## Job 1
Rewrite the records from the line that has "phrase -- rocky mountain peak" through the end of the records, changing "pin" to "mark" and leaving everything else the same.

Characters outside the Big Harbour
 This bullfrog lives in a cove outside the harbour.
 Truro is a fishing trawler who lives and cares for Dorothy Dory in Ceilidh's Cove. Truro is kind, friendly and always willing to provide advance, guidance, and help to the other boats wherever he feels they require it. He keeps a particularly watchful eye on Dorothy, as the young dory tries to find her way around, while muddling through her mistakes and mishaps.
 Dorothy is a dory who lives in Ceilidh's Cove with Truro, who looks to both Truro and Theodore as older siblings. Dorothy is always loud and bursting with questions for Theodore and all the other tugboats. Dorothy also got to have a "girls night out" with Emily, Sigrid, and Carla.
 Fundy is a little fishing boat who says strange things. It is really his way of giving advice. Fundy and Theodore often spoke in the series, and the Ferry Twins have met him by travelling to his cove.
 Baddeck is a buoy boat who brings new buoys into the harbour. Theodore was once jealous of Baddeck and his relationship with Bedford and Blandford, but they soon became friends.
 Halliburton is a houseboat who lives in an enclosed cove near the Big Harbour. Theodore once thought Halliburton was a haunted houseboat, making him scared. Thanks to Foduck, Theodore and Halliburton became fast friends.
 Millie is a fishing trawler who wears red glasses. When she arrived in the harbour, she caused some trouble with her bad eyesight, but gained two friends, Theodore and Hank.
 When Pugwash was hiding from Lunenburg Lighthouse she discovered the Rock Brothers (three pairs of eyes in the underwater cave). They surprised her when they mentioned her fear of foghorns. They have only appeared in the episode "Theodore's Big Decision".

Visitors to the harbour

Oil tankers
 Olympia is an oil tanker brought in when huge packs of sea ice were in the harbour. She almost ran into Willy's Island when Theodore's towrope snapped.
 Linda is an oil tanker that arrives the same time each week. She is towed in by Theodore and Hank, and led into the harbour by Foduck and Pearl.

## Job 2
From the text about the harbor characters, retype the passage that begins at the words "Visitors to the" and stops after "Foduck and Pearl.".

(Extracted records)
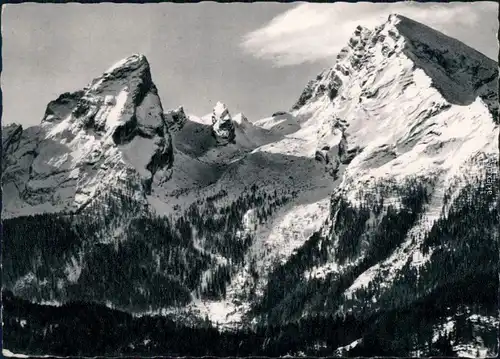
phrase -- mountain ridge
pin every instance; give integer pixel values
(353, 203)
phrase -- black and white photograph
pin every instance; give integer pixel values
(220, 179)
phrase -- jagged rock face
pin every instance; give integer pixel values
(398, 76)
(222, 125)
(176, 119)
(112, 131)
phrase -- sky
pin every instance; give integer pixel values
(255, 57)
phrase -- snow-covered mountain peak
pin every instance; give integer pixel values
(176, 119)
(458, 72)
(222, 124)
(114, 130)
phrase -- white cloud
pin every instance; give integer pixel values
(317, 32)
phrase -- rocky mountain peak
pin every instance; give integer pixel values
(112, 130)
(458, 72)
(176, 119)
(222, 124)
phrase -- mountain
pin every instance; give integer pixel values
(110, 132)
(361, 222)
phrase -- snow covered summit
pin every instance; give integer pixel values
(113, 131)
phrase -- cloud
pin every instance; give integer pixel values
(317, 32)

## Correct answer 1
phrase -- rocky mountain peak
mark every instance; give integer pixel values
(112, 130)
(458, 72)
(176, 119)
(222, 124)
phrase -- mountain
mark every instance; give integer pixel values
(110, 132)
(361, 222)
phrase -- snow covered summit
mark every instance; give integer pixel values
(113, 131)
phrase -- cloud
mark every instance; give integer pixel values
(317, 32)

## Correct answer 2
Visitors to the harbour

Oil tankers
 Olympia is an oil tanker brought in when huge packs of sea ice were in the harbour. She almost ran into Willy's Island when Theodore's towrope snapped.
 Linda is an oil tanker that arrives the same time each week. She is towed in by Theodore and Hank, and led into the harbour by Foduck and Pearl.